§ **Exercise task**:
List each line in the entries that contains the string "wood". Uppercase and lowercase count as different.
— begin —
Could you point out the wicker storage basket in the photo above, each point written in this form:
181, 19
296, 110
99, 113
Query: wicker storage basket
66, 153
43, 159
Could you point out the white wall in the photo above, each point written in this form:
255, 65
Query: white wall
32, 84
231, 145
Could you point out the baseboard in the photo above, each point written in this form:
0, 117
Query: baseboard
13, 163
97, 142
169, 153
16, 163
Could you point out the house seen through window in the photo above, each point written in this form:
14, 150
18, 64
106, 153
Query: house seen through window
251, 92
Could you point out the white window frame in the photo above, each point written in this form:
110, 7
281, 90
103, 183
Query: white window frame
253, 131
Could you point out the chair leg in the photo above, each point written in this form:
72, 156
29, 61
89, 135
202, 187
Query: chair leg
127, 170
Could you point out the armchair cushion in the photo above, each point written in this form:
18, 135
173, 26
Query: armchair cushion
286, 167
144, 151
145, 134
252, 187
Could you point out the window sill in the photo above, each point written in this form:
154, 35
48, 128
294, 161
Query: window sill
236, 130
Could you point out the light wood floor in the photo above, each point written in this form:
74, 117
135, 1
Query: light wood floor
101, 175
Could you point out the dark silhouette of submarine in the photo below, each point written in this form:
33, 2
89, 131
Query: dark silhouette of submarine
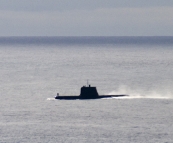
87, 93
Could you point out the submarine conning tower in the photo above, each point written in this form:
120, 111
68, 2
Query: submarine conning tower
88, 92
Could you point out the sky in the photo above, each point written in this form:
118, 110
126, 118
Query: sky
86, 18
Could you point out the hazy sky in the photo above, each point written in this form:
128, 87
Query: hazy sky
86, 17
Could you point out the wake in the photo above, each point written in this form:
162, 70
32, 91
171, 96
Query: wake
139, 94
— end —
— begin —
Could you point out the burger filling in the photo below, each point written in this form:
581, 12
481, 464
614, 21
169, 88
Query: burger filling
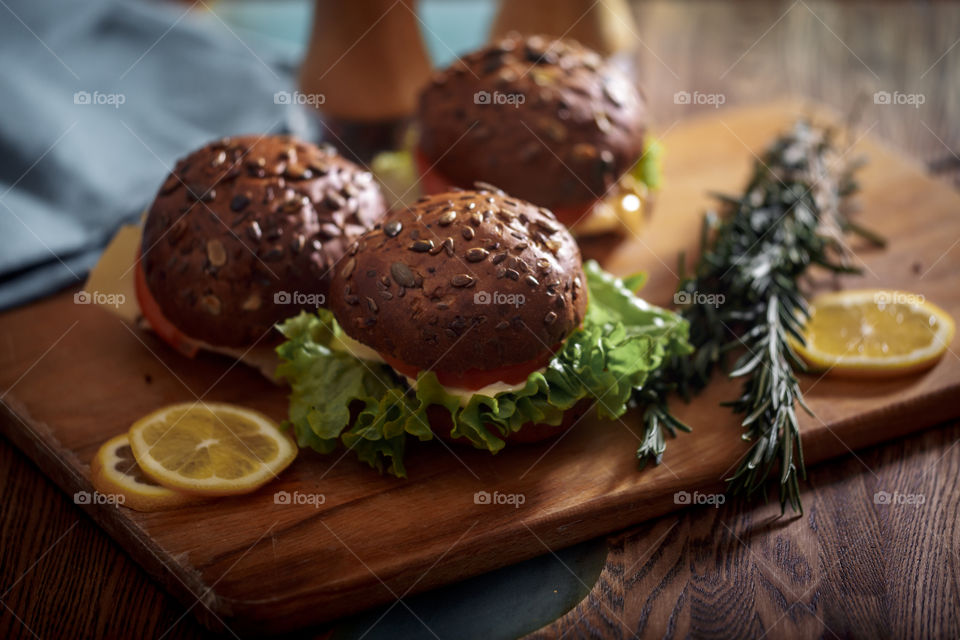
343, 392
— end —
§ **Exercise response**:
Could you point out the light wood floor in the photo above, each point written in this form:
Query: light wood floor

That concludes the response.